*What is being asked*
Reproduce every line of the listing below word for word, leaving out the pictures.

:: Task data

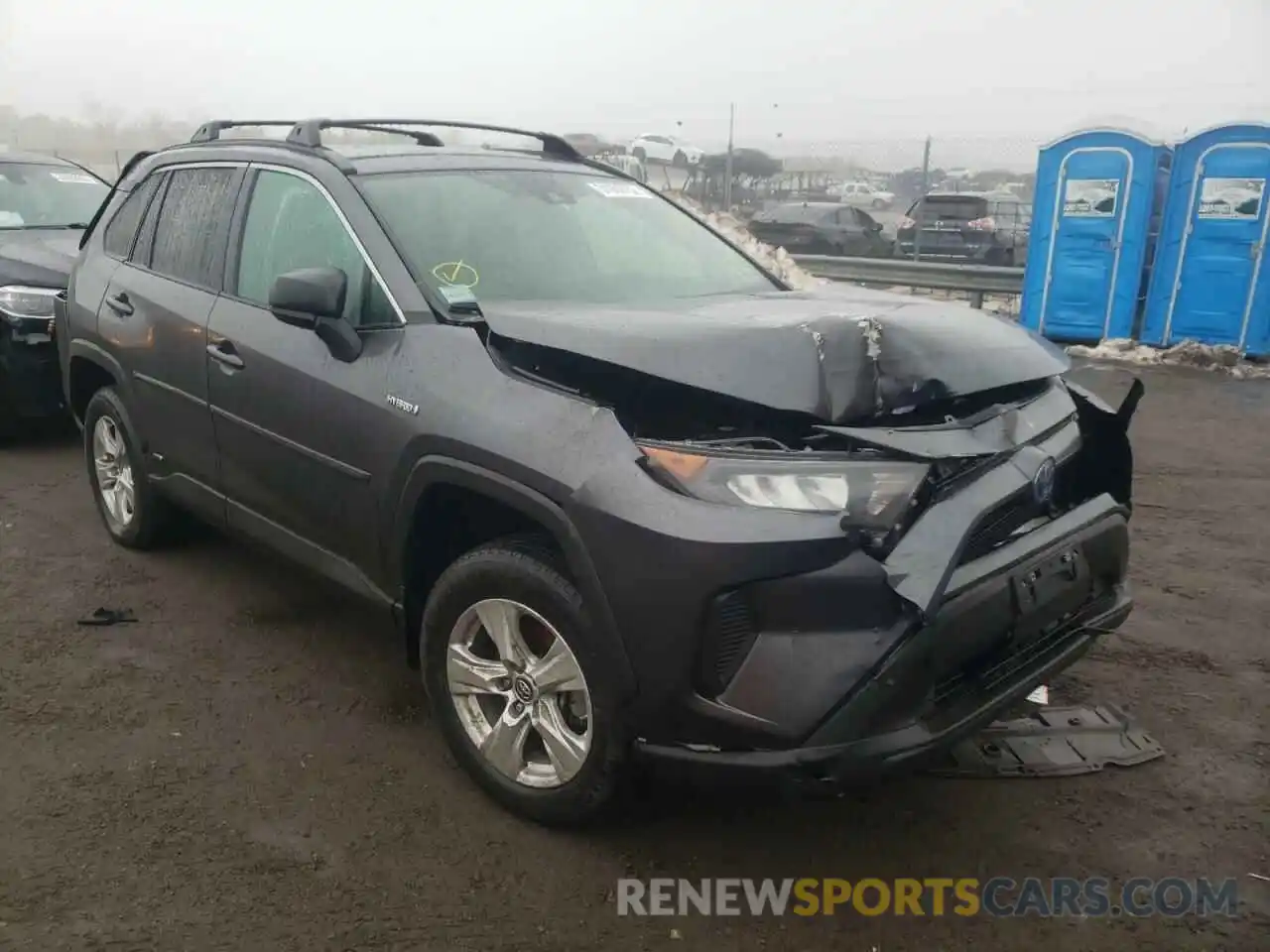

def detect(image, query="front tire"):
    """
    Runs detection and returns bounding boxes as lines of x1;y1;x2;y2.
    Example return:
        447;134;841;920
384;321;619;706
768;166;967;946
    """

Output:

::::

*Response*
def detect(image, query="front tire"):
    """
    Runs detection and returns bounding boxes as lines of x1;y1;x2;y2.
    Example return:
        447;134;841;920
384;321;619;706
768;166;967;946
    """

Output:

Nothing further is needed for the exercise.